Exercises
**a.** In the report on James Carter's long jump, how far was his winning final attempt?
**b.** List every reaction among the Hawkeye coaches and student-athletes that the report on James Carter's long jump names.
**c.** Pick up the report on James Carter's long jump after its final sentence and continue it.

By DARREN MILLER
GENEVA, Ohio — When he touched sand after a sixth and final attempt in the men’s long jump Thursday, University of Iowa junior James Carter sparked a celebration inside SPIRE Institute that seemingly lasted 25 minutes, 1.25 seconds.
Carter’s clutch career-best effort of 25-feet, 1 1/4-inches (7.65 meters) not only sent him to the top of the Big Ten Conference long jump podium, but it set off an extended reaction of yells, hugs and high fives among Hawkeye coaches and student-athletes. Carter picked a perfect time to ignite a flurry of madness. While the men were wrapping up the first of three days of competition at the Big Ten Indoor Track and Field Championships, the women were trickling into the venue to warm up for their opening session.
Before his final attempt, all eyes were on Carter, who placed fifth in the long jump at the 2020 Big Ten Indoor Championships. He flew higher this time.
“It felt better than I imagined,” Carter said. “It was a great feeling, especially being swarmed by my teammates. I was doing it for myself, but I was also doing it for them. To know I made them proud and I made my family proud is a great feeling.”

Data section

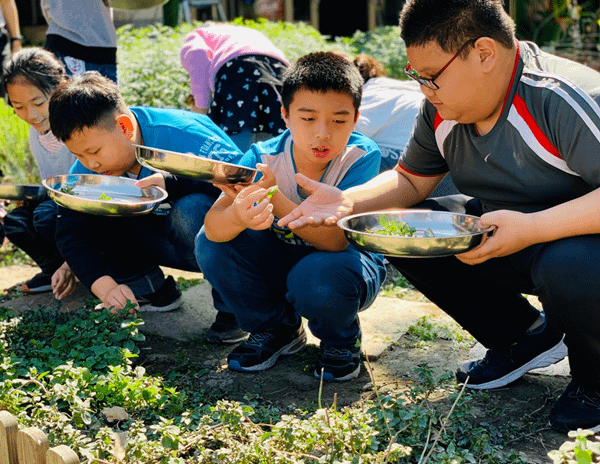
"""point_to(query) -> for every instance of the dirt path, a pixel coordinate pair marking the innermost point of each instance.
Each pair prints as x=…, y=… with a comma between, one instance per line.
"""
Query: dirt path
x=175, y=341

Answers to the tasks
**a.** 25 feet, 1 1/4 inches (7.65 meters)

**b.** Yells, hugs, high fives

**c.**
Carter, a native of Oak Creek, Wisconsin, entered the weekend with a long jump best of 24-7, set last January when he was third at a competition in Kentucky. His top mark this season was the 22-11 ¼ from two weeks ago at the Hawkeye B1G Invitational in the University of Iowa Recreation Building. Among the 21 other competitors in Thursday’s long jump competition, Carter’s seed mark ranked 16th. In other words, a long, long sand pit from scoring points, let alone earning a medal.
“We came here with a plan to dominate in that event. We executed.”James Carter
Twice this season Carter was quarantined because of the coronavirus. During an indoor season with its share of downs, he kept his focus and finished on top.
Iowa assistant coach Clive Roberts expected Carter to earn gold. Roberts, who coaches Hawkeye sprinters and horizontal jumpers, saw Carter building toward the conference championship.
“From a training standpoint, we knew he had it in him,” Roberts said. “James is a big-time competitor, so it was expected.”
Jumping fourth in the first flight, Carter fouled on his first attempt. He then advanced to the final with back-to-back leaps of 24-2 ½ and 24-3. Those quality efforts, although not personal bests, were enough to put Carter momentarily ahead of the field. He opened finals with a foul, and after four jumps, Carter slipped to third in the standings behind Clarence Foote-Tall of Ohio State and teammate Jamal Britt. Carter’s fifth jump was 23-5 ¼, but Foote-Tall extended his lead with a jump of 24-8 ½, and teammate Deandre Stapleton landed 24-3 ¾ to bump him into fourth.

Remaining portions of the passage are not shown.